*Exercise brief:*
Although the entries contain pictures, write out only their text, exactly as it stands.

------------------------

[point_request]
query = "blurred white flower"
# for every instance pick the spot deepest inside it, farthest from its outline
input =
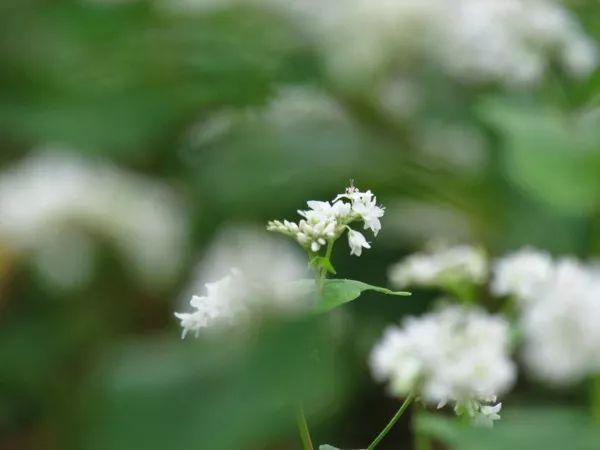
(487, 414)
(357, 242)
(451, 356)
(507, 41)
(520, 273)
(441, 267)
(325, 222)
(256, 274)
(52, 193)
(561, 337)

------------------------

*Result:*
[point_request]
query = "blurred white flower"
# for every instance pick the spot deepest inside it, farthest from its outline
input =
(487, 414)
(357, 242)
(451, 356)
(507, 41)
(520, 273)
(441, 267)
(325, 222)
(256, 274)
(52, 193)
(561, 337)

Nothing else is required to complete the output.